— start of Source excerpt —

Dhawan's appointment loosed a firestorm of accusations and protest. Bitter—and fearful—Rajiv loyalists faced the demise of their influence. Opposition party leaders, on the basis of the leaked Thakkar Commission report on Indira Gandhi's assassination, alleged that Dhawan was responsible for the egregious lapses that led to her death and even implicated him in her murder.7 "No matter what Rajiv does, no matter how well intentioned his moves," India Today opined of the Dhawan appointment, "things simply explode in his face,"8

Punjab

The Punjab crisis that Prime Minister Indira Gandhi helped to create and that ended her life remained to burden her son's political career. In the Punjab, the Sikh community's effort to preserve its cultural identity and insure an autonomous political voice in India's federal system had turned violent after Prime Minister Indira Gandhi, in June 1984, had ordered an assault by the Indian army on the holiest Sikh shrine, the Golden Temple in Amritsar, to flush out terrorists headquartered there. The apocalyptic events of October 31, 1984, the day of Indira Gandhi's assassination, and the succeeding three days of November, when 3,000 Sikhs were killed in Delhi, help to explain how an untested political novice like Rajiv could be chosen by India's vast electorate to lead the country: the events evoked sympathy for the son of a martyred mother as well as a Hindu backlash against minorities, perceived as unruly and pampered. Voters perceived the absence of a credible national alternative and expected the familiar Congress party and its dynastic family to somehow restore national unity.

— end of Source excerpt —

• _Objective_
In the excerpt on the Punjab crisis, which shrine did Indira Gandhi order the Indian army to assault in June 1984?

— start of Data lines —

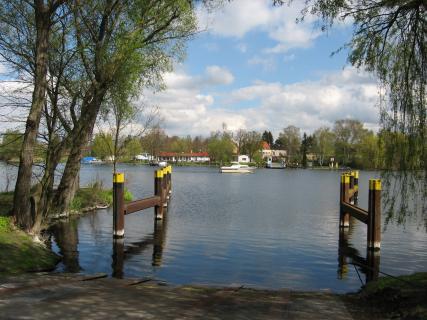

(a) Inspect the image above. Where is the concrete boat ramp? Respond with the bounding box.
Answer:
[0,273,384,320]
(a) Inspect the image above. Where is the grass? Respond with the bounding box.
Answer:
[355,272,427,319]
[0,217,60,276]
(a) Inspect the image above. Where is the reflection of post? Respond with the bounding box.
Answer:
[353,171,359,206]
[53,220,81,272]
[366,250,380,283]
[113,173,125,238]
[112,238,125,279]
[367,179,381,250]
[338,228,348,279]
[340,174,350,228]
[151,219,167,267]
[154,170,164,220]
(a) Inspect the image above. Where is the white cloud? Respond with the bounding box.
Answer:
[146,68,379,135]
[198,0,321,53]
[236,43,248,53]
[248,55,276,71]
[206,66,234,85]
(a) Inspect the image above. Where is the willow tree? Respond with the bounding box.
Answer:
[273,0,427,227]
[53,0,196,215]
[0,0,65,230]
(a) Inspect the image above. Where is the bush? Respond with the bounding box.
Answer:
[70,181,133,211]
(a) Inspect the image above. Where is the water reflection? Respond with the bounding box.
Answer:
[112,215,167,279]
[338,219,380,284]
[52,219,82,272]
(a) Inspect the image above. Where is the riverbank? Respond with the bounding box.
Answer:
[0,273,426,320]
[0,216,60,277]
[0,183,132,277]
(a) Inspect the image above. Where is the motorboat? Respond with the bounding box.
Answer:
[220,162,255,173]
[265,158,286,169]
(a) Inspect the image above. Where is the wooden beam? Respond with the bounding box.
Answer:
[125,196,161,214]
[341,202,368,223]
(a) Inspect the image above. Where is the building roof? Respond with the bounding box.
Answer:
[159,152,209,157]
[262,141,271,150]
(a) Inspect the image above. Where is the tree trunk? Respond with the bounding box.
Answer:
[13,1,50,231]
[52,88,106,213]
[31,141,66,233]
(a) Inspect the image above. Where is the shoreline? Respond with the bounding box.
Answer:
[0,273,427,320]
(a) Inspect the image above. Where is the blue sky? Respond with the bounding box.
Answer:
[0,0,379,137]
[145,0,379,136]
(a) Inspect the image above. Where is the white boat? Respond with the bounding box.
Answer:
[220,162,255,173]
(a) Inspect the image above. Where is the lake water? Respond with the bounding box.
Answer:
[1,165,427,292]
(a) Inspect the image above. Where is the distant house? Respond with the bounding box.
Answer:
[135,153,153,161]
[261,141,272,159]
[157,152,211,162]
[261,141,288,161]
[81,157,102,164]
[237,154,250,163]
[271,150,288,158]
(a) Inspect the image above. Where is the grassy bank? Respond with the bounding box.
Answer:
[0,191,13,216]
[0,216,60,276]
[350,272,427,319]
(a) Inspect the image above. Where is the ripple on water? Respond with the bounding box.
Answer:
[44,166,427,292]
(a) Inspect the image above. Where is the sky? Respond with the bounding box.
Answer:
[0,0,379,138]
[144,0,379,137]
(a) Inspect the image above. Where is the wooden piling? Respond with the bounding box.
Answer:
[113,173,125,238]
[169,166,172,196]
[154,169,164,220]
[340,174,350,228]
[367,179,381,250]
[162,167,168,208]
[349,171,354,204]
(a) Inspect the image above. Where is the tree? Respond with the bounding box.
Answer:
[0,0,65,231]
[0,130,22,161]
[124,136,142,159]
[54,0,196,212]
[242,131,262,161]
[278,126,301,163]
[313,127,335,166]
[334,119,367,166]
[273,0,427,225]
[262,130,274,147]
[208,132,234,162]
[141,124,167,156]
[300,132,314,168]
[233,129,247,155]
[355,131,384,169]
[92,132,113,159]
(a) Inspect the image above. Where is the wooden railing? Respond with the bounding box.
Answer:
[340,171,381,250]
[113,166,172,238]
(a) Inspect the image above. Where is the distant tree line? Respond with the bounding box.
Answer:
[77,119,404,169]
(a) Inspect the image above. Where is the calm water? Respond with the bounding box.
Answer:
[0,165,427,292]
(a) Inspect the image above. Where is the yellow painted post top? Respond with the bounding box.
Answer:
[341,173,350,184]
[369,179,381,190]
[154,169,163,178]
[113,173,125,183]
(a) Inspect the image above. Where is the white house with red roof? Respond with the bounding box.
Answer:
[157,152,211,162]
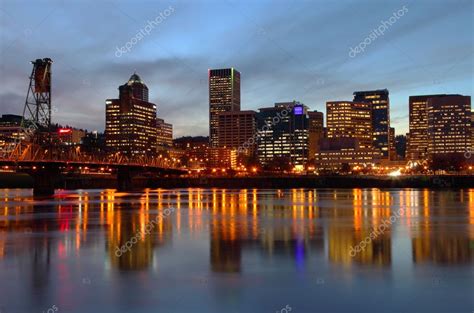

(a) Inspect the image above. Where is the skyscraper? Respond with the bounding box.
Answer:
[407,95,441,161]
[257,101,309,166]
[408,94,471,161]
[308,111,324,160]
[156,118,173,148]
[105,74,157,156]
[354,89,390,159]
[315,101,381,171]
[326,101,373,148]
[209,68,240,147]
[427,95,471,157]
[218,110,257,156]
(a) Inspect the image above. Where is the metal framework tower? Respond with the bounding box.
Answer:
[21,58,53,131]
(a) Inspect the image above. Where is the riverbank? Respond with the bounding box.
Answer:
[0,172,474,189]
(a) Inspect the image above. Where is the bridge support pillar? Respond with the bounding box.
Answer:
[28,165,61,196]
[117,167,133,191]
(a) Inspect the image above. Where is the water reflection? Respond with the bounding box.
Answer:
[0,189,474,309]
[0,189,474,268]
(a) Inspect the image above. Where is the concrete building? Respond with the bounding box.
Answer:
[256,101,309,166]
[105,73,157,156]
[156,118,173,149]
[209,68,240,148]
[217,111,257,155]
[326,101,373,148]
[354,89,390,159]
[426,95,472,157]
[308,111,324,160]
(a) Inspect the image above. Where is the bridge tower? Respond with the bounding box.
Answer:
[22,58,53,131]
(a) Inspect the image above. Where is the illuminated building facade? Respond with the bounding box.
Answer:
[326,101,373,149]
[354,89,390,159]
[0,114,26,146]
[209,68,240,148]
[173,136,209,168]
[217,111,257,155]
[426,95,471,157]
[58,128,86,146]
[105,74,157,156]
[315,137,382,172]
[156,118,173,147]
[408,95,441,161]
[208,148,237,169]
[256,101,309,166]
[408,94,471,161]
[308,111,324,160]
[388,127,397,161]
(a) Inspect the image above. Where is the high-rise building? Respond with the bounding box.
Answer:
[209,68,240,147]
[388,127,397,161]
[407,95,440,161]
[217,111,257,155]
[326,101,373,148]
[426,95,471,157]
[354,89,390,159]
[105,73,157,156]
[395,135,407,160]
[315,101,381,171]
[308,111,324,160]
[256,101,309,166]
[156,118,173,148]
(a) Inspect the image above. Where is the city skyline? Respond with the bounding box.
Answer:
[0,1,473,137]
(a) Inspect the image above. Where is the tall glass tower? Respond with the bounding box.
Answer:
[209,68,240,147]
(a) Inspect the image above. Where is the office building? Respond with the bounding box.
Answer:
[326,101,373,148]
[256,101,309,166]
[308,111,324,160]
[156,118,173,149]
[354,89,390,159]
[407,95,441,161]
[426,95,471,158]
[217,111,257,156]
[209,68,240,148]
[105,73,157,156]
[315,137,382,172]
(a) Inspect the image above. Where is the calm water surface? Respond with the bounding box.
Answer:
[0,189,474,313]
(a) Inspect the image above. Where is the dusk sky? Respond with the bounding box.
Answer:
[0,0,474,137]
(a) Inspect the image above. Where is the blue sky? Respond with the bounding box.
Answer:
[0,0,474,137]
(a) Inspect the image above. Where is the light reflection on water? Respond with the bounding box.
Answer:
[0,189,474,313]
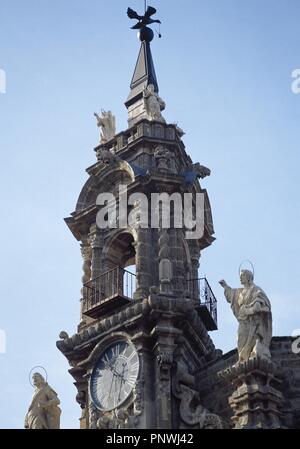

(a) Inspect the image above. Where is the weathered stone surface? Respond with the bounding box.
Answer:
[25,373,61,430]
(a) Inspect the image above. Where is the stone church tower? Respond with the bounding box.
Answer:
[57,6,222,429]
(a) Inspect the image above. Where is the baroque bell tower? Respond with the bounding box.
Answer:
[57,7,222,429]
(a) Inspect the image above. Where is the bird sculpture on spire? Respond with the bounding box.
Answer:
[127,6,161,30]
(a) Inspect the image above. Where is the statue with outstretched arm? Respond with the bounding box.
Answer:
[220,270,272,362]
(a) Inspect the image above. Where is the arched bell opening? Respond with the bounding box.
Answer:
[84,231,136,318]
[104,231,136,298]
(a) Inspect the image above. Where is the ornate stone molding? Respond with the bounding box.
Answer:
[219,357,283,429]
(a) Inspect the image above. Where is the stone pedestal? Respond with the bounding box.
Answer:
[219,358,283,429]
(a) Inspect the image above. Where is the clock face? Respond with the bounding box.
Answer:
[90,340,140,411]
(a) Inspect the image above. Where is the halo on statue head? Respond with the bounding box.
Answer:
[239,260,255,278]
[29,366,48,388]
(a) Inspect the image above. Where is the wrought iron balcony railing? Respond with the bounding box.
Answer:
[82,266,135,318]
[188,278,218,331]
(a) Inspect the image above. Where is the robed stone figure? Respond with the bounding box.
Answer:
[220,270,272,362]
[25,373,61,429]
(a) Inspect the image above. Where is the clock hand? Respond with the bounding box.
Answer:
[118,363,126,401]
[107,373,115,402]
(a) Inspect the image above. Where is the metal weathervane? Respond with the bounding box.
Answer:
[127,1,161,37]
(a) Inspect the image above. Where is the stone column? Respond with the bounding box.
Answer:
[158,228,173,294]
[219,358,283,429]
[154,316,178,429]
[80,241,92,321]
[188,247,201,302]
[89,224,103,279]
[134,227,152,299]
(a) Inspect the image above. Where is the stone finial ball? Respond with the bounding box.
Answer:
[138,27,154,42]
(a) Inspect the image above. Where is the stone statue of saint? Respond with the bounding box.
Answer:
[94,109,116,143]
[143,84,166,123]
[220,270,272,362]
[25,373,61,429]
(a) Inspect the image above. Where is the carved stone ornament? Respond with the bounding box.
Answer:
[94,109,116,144]
[25,373,61,430]
[220,270,272,362]
[143,84,166,123]
[173,359,223,429]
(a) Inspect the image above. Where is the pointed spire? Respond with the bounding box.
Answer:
[125,33,159,108]
[125,6,161,126]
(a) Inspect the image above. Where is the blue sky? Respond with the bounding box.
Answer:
[0,0,300,428]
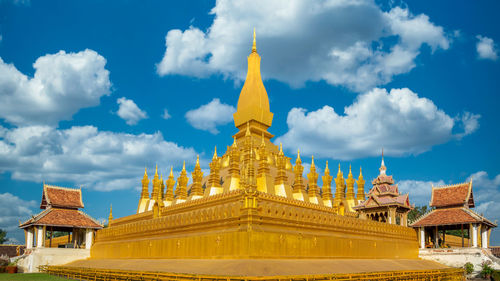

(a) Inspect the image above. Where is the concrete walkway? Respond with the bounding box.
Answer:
[65,259,449,276]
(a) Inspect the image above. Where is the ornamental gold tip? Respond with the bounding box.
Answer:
[252,27,257,53]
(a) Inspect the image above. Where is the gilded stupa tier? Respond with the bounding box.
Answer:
[91,34,418,259]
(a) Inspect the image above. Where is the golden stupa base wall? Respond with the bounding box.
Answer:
[91,190,418,259]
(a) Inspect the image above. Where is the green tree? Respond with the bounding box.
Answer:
[0,229,9,244]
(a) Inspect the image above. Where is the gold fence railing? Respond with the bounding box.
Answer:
[40,266,466,281]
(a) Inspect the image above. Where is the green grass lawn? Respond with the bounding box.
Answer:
[0,273,69,281]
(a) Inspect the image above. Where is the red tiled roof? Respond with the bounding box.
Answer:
[354,194,411,209]
[20,208,102,228]
[411,207,496,227]
[372,175,394,185]
[40,184,83,209]
[430,181,474,207]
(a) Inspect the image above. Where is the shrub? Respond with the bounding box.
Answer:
[491,270,500,281]
[464,262,474,274]
[481,262,493,278]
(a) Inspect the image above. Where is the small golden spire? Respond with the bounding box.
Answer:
[232,137,238,147]
[245,122,250,137]
[252,27,257,53]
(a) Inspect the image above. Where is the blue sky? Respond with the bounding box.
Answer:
[0,0,500,245]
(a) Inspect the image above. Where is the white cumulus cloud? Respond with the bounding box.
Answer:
[0,192,37,244]
[398,180,445,206]
[476,35,498,60]
[161,108,172,120]
[157,0,450,92]
[186,98,236,135]
[116,97,148,125]
[275,88,479,159]
[0,126,196,191]
[0,49,111,126]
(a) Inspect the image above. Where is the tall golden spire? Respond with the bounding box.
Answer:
[378,148,387,175]
[307,156,319,197]
[108,204,113,227]
[346,165,355,200]
[175,161,188,200]
[141,167,149,199]
[252,27,257,53]
[191,155,203,196]
[233,30,273,139]
[321,161,332,201]
[165,166,175,201]
[356,167,365,200]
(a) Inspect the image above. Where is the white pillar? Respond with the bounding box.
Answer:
[481,225,488,249]
[472,223,477,245]
[36,226,44,248]
[26,227,33,249]
[85,228,94,249]
[420,226,425,249]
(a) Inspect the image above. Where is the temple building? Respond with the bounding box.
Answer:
[354,151,413,226]
[411,179,497,248]
[91,31,417,259]
[44,32,462,280]
[19,184,103,249]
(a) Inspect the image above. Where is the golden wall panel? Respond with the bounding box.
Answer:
[91,190,418,259]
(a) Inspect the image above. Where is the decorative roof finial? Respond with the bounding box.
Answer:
[245,122,250,137]
[378,148,387,175]
[252,27,257,53]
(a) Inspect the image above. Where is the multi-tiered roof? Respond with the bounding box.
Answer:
[137,30,370,213]
[19,184,103,229]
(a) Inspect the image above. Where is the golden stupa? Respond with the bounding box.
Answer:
[91,32,418,259]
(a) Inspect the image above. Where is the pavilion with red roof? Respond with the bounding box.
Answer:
[19,184,103,249]
[410,179,497,248]
[353,150,413,226]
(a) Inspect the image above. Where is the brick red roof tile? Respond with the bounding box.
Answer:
[430,182,474,208]
[20,208,102,228]
[411,207,496,227]
[40,184,83,209]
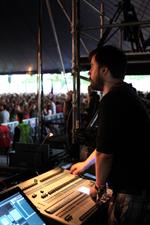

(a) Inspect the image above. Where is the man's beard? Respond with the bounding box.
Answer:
[91,74,104,91]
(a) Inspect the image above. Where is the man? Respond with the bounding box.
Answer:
[71,45,150,225]
[12,112,33,149]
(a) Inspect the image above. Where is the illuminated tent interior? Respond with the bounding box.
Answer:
[0,0,150,75]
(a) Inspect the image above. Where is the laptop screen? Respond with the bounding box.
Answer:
[0,187,46,225]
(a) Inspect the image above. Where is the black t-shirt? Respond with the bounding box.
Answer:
[97,82,150,190]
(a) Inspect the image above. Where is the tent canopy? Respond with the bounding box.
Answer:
[0,0,150,75]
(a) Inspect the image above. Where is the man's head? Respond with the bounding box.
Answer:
[89,45,127,90]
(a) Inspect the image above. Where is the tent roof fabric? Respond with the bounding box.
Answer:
[0,0,150,74]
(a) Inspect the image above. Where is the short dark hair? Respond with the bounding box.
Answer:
[89,45,127,79]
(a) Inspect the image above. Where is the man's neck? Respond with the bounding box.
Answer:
[103,79,123,95]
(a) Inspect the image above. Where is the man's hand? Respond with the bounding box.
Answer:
[70,162,86,175]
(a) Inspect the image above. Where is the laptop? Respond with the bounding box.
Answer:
[0,187,46,225]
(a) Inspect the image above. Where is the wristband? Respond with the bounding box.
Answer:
[94,184,106,198]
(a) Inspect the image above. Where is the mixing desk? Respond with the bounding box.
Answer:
[14,168,97,225]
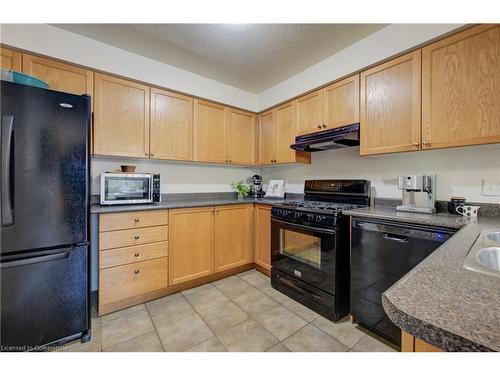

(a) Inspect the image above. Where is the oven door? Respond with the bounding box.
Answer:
[101,173,153,204]
[271,218,337,294]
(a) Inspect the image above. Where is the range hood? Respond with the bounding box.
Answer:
[290,123,359,152]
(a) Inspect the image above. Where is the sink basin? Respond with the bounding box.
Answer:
[484,231,500,243]
[477,247,500,271]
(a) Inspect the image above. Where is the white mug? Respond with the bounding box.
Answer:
[457,206,481,217]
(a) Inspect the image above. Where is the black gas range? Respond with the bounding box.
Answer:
[271,180,370,320]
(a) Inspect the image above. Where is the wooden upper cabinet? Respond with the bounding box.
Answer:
[258,110,276,165]
[422,25,500,149]
[297,90,323,134]
[168,207,214,285]
[94,73,149,157]
[215,204,253,272]
[0,47,21,72]
[194,99,228,163]
[227,109,255,165]
[274,101,297,163]
[150,88,193,160]
[323,74,359,129]
[23,53,93,95]
[360,50,421,155]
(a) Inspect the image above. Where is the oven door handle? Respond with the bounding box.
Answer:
[271,218,335,234]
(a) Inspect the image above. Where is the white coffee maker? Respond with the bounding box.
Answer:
[396,175,436,214]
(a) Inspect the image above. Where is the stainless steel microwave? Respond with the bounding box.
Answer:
[101,172,161,204]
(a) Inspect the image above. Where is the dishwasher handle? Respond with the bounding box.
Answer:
[382,232,410,242]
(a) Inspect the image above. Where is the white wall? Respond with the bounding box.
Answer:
[91,157,259,194]
[258,24,462,110]
[262,145,500,204]
[0,24,257,111]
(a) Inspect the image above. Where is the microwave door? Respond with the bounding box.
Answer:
[101,173,152,204]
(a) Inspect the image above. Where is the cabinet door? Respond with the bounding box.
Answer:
[258,110,276,165]
[151,88,193,160]
[23,53,93,95]
[297,90,323,134]
[0,47,21,72]
[227,109,255,165]
[275,102,297,163]
[255,205,271,270]
[422,25,500,149]
[360,50,421,155]
[323,74,359,129]
[168,207,214,285]
[194,99,228,163]
[215,204,253,272]
[94,73,149,157]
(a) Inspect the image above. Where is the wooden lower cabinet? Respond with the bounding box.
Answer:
[99,257,168,305]
[99,241,168,269]
[215,204,253,272]
[169,207,215,285]
[99,204,271,315]
[401,331,443,352]
[99,225,168,250]
[254,205,271,272]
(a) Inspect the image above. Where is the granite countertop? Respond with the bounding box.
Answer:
[90,194,289,214]
[345,208,500,351]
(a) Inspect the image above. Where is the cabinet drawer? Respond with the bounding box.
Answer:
[99,241,168,269]
[99,257,168,305]
[99,225,168,250]
[99,210,168,232]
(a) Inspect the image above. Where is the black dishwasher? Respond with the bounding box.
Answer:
[350,218,455,345]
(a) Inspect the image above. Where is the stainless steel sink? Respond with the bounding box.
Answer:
[463,230,500,277]
[484,231,500,244]
[477,247,500,271]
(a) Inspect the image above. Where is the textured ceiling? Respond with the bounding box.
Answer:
[54,24,385,93]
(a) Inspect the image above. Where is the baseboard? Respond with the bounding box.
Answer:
[95,263,256,316]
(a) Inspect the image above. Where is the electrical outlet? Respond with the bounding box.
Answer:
[482,178,500,197]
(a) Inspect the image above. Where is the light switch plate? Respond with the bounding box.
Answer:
[482,178,500,196]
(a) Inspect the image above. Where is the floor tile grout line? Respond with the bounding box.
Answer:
[145,303,166,352]
[101,303,156,352]
[183,286,218,352]
[310,316,365,351]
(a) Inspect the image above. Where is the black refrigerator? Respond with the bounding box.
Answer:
[0,81,90,351]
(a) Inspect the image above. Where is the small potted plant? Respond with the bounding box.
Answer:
[231,181,250,199]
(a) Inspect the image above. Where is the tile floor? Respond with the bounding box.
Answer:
[60,270,394,352]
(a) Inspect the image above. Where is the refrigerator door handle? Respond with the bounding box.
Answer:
[1,114,14,226]
[0,250,70,269]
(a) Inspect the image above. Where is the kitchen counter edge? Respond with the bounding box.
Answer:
[344,208,500,351]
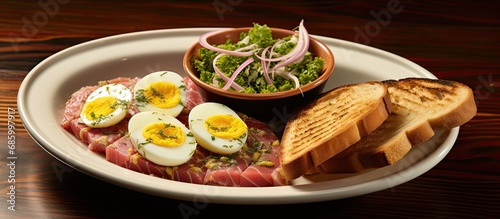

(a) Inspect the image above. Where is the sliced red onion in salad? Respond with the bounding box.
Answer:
[199,20,309,92]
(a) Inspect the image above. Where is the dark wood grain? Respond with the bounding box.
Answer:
[0,0,500,218]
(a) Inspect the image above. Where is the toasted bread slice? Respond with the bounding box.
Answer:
[280,81,391,181]
[315,78,477,173]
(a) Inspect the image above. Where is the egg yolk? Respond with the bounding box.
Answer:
[144,81,181,109]
[83,96,118,120]
[142,122,186,147]
[204,115,247,139]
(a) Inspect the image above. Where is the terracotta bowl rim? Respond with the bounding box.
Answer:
[182,27,335,100]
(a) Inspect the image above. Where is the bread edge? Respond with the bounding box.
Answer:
[279,81,392,182]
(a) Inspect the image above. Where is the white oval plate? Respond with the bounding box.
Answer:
[18,28,459,204]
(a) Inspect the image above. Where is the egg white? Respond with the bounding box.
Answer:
[134,71,186,117]
[80,84,132,128]
[128,111,197,166]
[188,102,248,154]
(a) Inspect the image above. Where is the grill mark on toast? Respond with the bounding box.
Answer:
[280,82,392,181]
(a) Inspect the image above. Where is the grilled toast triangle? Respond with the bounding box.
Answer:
[311,78,477,173]
[280,81,391,181]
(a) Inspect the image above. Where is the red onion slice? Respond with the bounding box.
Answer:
[198,30,255,56]
[222,58,253,90]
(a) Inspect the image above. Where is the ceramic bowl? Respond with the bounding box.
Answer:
[183,27,335,120]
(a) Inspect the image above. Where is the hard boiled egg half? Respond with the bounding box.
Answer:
[134,71,186,117]
[128,111,197,166]
[80,84,132,128]
[188,102,248,154]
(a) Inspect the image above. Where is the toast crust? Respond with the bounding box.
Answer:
[316,78,477,173]
[280,81,391,181]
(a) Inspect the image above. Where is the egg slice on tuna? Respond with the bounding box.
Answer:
[128,111,197,166]
[80,84,132,128]
[134,71,186,117]
[188,102,248,154]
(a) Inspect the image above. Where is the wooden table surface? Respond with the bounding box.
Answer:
[0,0,500,218]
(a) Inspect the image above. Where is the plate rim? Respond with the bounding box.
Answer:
[17,27,459,204]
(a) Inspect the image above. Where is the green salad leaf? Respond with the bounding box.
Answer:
[194,23,325,93]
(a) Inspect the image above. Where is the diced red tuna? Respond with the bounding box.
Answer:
[106,137,206,184]
[204,151,251,187]
[61,86,99,130]
[240,118,285,187]
[69,118,128,154]
[106,136,137,168]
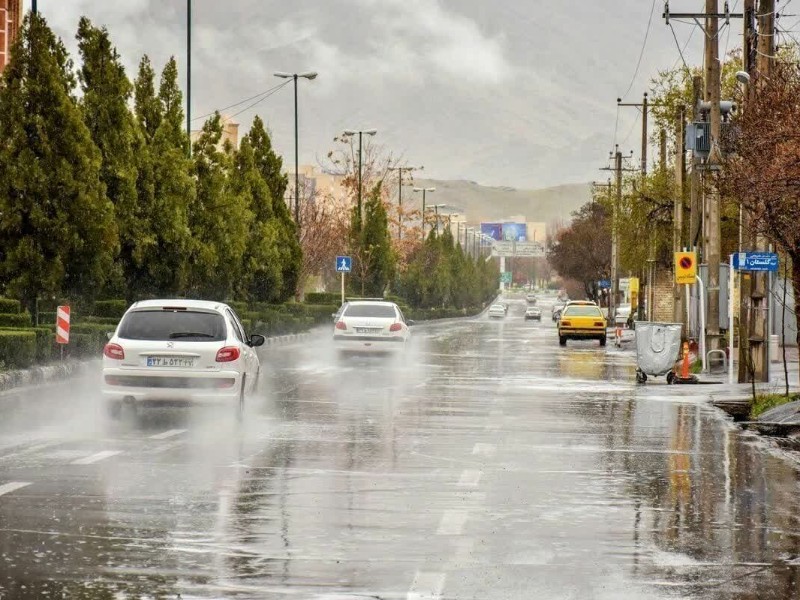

— end of Data lines —

• _Result below_
The Golden Temple in Amritsar, the holiest Sikh shrine.